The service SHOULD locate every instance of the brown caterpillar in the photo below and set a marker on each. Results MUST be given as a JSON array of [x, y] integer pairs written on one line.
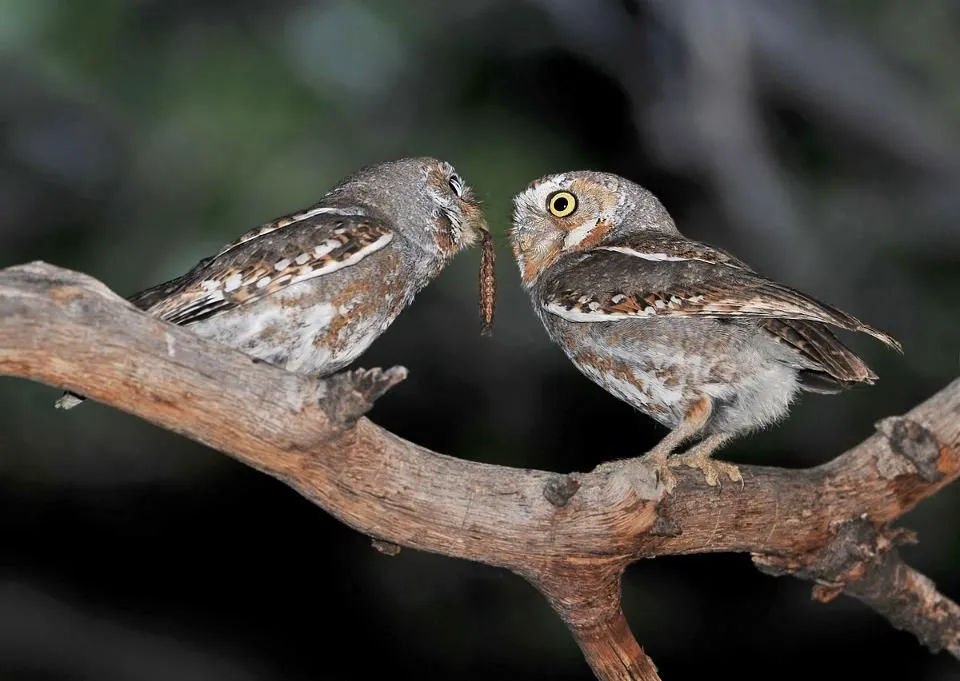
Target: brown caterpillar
[[488, 283]]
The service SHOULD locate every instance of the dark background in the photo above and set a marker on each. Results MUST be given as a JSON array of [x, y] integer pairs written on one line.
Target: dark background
[[820, 141]]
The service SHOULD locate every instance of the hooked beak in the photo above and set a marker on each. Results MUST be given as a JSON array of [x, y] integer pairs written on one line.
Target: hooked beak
[[474, 225]]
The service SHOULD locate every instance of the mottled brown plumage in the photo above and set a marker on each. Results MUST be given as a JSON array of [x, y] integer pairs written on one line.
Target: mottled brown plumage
[[311, 290], [683, 331]]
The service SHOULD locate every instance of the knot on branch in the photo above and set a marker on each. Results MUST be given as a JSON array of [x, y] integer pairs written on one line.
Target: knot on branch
[[560, 489], [351, 394], [915, 443], [858, 551]]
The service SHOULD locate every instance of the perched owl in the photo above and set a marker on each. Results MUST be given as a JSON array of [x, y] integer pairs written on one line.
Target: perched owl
[[310, 291], [683, 332]]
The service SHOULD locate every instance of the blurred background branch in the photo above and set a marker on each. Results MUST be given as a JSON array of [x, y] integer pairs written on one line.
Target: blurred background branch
[[138, 136]]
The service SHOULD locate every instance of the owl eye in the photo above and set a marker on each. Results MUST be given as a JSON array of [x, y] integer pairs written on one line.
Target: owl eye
[[561, 204]]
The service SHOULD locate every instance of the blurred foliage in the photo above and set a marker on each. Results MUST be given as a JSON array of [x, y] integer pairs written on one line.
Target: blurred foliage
[[817, 140]]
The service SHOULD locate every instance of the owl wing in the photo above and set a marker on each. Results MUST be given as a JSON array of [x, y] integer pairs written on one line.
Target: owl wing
[[667, 276], [251, 268], [262, 261]]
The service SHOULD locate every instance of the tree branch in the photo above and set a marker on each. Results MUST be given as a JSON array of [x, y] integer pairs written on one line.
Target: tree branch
[[569, 535]]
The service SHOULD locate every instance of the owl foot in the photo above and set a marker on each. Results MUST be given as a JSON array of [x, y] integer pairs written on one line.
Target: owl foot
[[712, 469]]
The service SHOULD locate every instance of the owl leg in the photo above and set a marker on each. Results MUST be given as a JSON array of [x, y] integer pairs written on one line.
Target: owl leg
[[698, 457], [693, 422]]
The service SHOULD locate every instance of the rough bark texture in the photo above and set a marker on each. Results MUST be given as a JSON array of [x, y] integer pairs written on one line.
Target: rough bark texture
[[570, 535]]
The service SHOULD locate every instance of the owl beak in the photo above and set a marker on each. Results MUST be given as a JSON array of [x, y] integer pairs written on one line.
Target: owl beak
[[474, 222]]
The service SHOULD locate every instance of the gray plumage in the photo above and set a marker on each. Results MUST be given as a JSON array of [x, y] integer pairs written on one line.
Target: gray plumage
[[310, 291], [683, 332]]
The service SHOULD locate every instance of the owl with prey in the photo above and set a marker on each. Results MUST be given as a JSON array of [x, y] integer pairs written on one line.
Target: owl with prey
[[310, 291], [683, 332]]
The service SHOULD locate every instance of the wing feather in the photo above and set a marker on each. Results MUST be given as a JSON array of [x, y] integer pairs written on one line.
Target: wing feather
[[666, 276]]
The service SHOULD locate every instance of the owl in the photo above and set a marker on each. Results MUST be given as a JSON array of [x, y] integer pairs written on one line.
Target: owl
[[685, 333], [310, 291]]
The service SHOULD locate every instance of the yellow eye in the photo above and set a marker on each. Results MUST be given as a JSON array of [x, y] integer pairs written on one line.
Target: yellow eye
[[561, 204]]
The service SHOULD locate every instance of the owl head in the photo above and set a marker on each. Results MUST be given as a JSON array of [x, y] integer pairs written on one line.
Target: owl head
[[428, 202], [574, 211]]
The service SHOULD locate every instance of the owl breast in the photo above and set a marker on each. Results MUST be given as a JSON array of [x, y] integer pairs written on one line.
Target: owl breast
[[314, 327], [662, 367]]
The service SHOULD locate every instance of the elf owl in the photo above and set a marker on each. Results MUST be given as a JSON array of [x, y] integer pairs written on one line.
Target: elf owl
[[310, 291], [681, 331]]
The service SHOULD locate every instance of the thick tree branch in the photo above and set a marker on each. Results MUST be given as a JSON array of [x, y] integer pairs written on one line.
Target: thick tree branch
[[569, 535]]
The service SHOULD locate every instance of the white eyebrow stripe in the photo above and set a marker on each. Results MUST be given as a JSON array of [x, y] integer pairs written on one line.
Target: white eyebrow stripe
[[655, 256]]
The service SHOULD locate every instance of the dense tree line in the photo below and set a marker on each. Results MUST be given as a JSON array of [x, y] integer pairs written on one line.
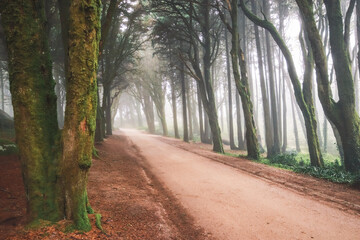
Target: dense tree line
[[221, 72]]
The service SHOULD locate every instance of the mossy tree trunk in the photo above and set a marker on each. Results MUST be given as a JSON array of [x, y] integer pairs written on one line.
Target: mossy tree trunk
[[342, 113], [269, 137], [107, 108], [231, 121], [273, 101], [174, 108], [206, 87], [81, 106], [303, 102], [238, 59], [184, 105], [34, 103], [54, 177]]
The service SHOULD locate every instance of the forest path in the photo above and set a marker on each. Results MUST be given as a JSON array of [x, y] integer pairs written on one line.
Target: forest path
[[233, 204]]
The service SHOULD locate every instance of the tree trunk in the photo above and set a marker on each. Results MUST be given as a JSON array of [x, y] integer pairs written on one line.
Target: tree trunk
[[2, 89], [296, 134], [240, 135], [201, 121], [174, 108], [303, 101], [184, 106], [53, 192], [238, 59], [269, 138], [80, 113], [60, 111], [149, 113], [107, 108], [231, 124], [342, 113], [206, 88], [276, 146], [189, 104], [34, 104]]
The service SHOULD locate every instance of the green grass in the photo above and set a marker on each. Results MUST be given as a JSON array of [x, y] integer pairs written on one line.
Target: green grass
[[300, 163], [7, 147]]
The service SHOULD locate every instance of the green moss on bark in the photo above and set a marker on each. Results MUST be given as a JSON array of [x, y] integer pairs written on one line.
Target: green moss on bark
[[34, 101], [80, 114]]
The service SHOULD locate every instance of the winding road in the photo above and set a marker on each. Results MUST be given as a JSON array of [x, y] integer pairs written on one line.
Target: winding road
[[231, 204]]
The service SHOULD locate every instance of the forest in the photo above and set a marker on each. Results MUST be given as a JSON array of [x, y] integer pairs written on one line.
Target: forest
[[275, 82]]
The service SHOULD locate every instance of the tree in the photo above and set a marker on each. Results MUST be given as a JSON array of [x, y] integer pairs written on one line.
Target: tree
[[193, 24], [54, 168], [241, 81], [342, 113], [302, 96]]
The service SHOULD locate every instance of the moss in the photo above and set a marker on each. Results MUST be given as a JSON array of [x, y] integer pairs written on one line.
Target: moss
[[38, 223], [81, 218], [95, 153], [98, 221]]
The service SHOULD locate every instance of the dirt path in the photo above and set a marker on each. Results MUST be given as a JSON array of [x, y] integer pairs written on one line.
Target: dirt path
[[233, 204], [132, 202]]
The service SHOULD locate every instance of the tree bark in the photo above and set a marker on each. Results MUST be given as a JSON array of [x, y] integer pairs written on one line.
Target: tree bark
[[238, 59], [2, 89], [34, 104], [276, 146], [206, 88], [269, 138], [231, 124], [80, 113], [342, 113], [310, 122], [174, 108], [184, 106]]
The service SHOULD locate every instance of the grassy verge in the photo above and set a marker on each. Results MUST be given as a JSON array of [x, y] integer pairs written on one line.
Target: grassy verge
[[300, 163], [7, 147]]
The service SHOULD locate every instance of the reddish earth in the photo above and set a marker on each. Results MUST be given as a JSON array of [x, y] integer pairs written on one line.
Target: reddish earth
[[151, 187], [247, 200], [132, 202]]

### [WORK INSTRUCTIONS]
Rewrite the lines of the data starting at the line that contains "The service SHOULD locate every instance of the mossy" and ending at the line that contains "Target: mossy tree trunk", swapping "mossy tree trunk" for "fallen log" and leaving everything else as it is.

### [RESPONSE FOR THIS EXERCISE]
The service SHOULD locate every instance of the fallen log in the photo above and set a marker on each. Results MUST be given as a JSON array of [x, y] integer pairs written on one line.
Target: fallen log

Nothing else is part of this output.